>>>
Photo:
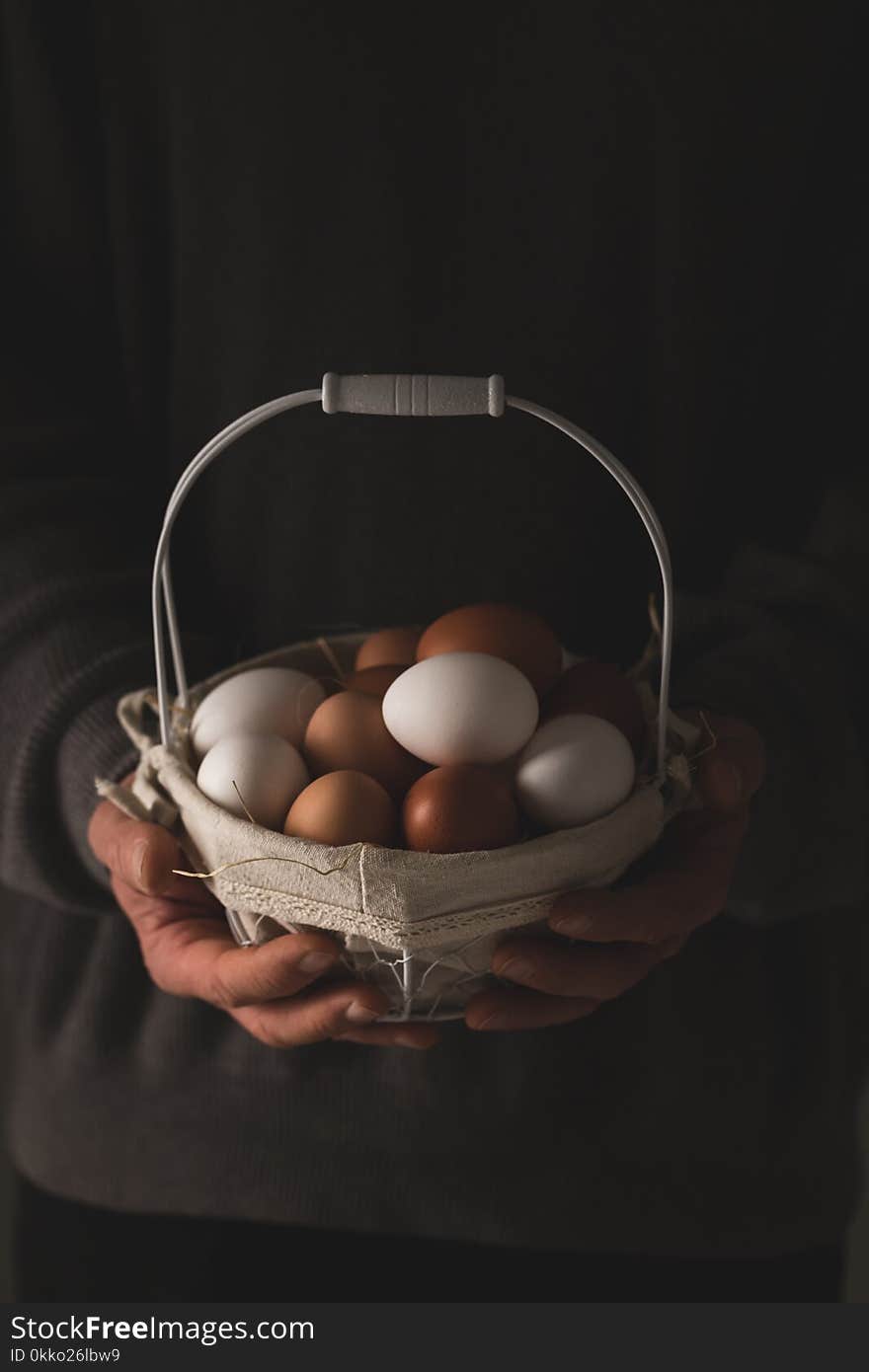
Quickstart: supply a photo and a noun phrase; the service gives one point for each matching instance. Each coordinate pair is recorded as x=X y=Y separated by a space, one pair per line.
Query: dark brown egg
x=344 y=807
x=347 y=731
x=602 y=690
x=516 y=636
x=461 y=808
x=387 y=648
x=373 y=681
<<<
>>>
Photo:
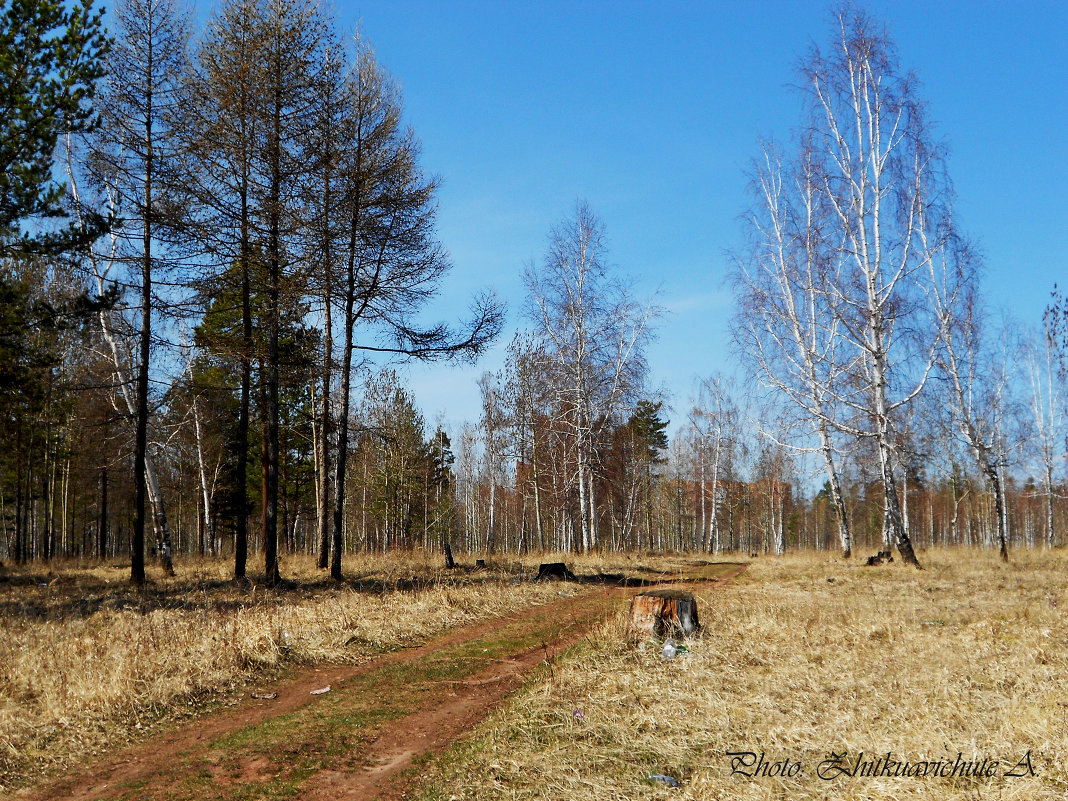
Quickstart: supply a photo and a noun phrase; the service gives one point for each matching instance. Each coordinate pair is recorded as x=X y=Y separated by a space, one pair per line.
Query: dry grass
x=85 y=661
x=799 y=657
<<<
>>>
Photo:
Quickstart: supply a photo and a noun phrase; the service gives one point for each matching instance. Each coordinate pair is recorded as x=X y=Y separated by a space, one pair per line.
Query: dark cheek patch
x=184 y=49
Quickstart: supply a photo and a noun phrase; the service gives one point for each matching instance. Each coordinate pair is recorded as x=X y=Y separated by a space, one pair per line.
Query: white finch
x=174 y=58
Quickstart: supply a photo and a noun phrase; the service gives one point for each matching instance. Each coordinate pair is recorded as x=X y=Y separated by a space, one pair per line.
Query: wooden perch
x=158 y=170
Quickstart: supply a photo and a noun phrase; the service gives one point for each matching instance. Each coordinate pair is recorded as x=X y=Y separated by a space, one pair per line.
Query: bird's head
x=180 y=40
<<<
記録の中から語「dark」を含む行をすべて見つけ、書き写すこと。

課題の解答.
Query: dark brown egg
Query: dark cheek patch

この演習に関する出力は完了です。